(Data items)
──────────────────────────────

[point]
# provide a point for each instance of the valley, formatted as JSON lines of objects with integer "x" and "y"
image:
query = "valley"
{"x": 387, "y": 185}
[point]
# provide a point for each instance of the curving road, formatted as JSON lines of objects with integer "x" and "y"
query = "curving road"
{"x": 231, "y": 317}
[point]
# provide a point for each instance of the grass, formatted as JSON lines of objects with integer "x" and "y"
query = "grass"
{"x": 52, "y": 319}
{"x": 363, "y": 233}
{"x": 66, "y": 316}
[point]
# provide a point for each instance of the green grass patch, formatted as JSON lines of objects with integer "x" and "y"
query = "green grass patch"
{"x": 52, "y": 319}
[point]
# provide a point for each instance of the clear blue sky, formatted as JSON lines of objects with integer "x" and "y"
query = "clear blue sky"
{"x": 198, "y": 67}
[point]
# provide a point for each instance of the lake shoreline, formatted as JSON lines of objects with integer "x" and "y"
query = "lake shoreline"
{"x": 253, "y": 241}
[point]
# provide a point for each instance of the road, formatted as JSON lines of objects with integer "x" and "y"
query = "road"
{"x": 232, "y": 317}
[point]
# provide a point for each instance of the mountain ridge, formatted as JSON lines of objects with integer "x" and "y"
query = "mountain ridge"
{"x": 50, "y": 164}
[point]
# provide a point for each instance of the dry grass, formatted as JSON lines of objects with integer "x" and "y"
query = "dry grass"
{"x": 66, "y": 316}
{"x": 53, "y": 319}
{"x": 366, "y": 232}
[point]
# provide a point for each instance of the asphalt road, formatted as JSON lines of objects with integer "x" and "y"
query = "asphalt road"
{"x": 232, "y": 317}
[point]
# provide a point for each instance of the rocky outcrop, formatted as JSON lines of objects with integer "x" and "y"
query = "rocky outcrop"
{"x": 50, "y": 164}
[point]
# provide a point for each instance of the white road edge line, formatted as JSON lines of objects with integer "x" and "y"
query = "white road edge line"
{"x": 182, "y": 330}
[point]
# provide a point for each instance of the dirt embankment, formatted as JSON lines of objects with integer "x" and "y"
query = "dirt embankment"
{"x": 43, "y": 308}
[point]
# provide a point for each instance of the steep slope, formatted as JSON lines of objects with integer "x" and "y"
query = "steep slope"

──────────────────────────────

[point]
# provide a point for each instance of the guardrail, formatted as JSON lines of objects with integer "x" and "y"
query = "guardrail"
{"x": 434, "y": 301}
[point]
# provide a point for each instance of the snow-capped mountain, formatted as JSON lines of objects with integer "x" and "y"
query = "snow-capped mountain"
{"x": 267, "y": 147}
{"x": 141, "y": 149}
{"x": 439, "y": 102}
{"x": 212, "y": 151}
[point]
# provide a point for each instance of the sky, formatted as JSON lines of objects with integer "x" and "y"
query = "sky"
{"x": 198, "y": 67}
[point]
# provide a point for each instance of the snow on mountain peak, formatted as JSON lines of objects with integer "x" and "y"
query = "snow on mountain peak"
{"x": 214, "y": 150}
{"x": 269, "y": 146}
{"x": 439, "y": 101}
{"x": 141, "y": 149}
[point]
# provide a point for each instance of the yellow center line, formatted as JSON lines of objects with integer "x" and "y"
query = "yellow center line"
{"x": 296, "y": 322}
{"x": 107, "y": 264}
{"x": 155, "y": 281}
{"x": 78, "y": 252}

──────────────────────────────

§ TASK DIRECTIONS: Each line of the data that contains "steep" belongs in the answer.

§ TASK RESPONSE:
# provide a point for each instance of the steep slope, formatted as JSON lines of objects with integer "x" and "y"
query = "steep slope"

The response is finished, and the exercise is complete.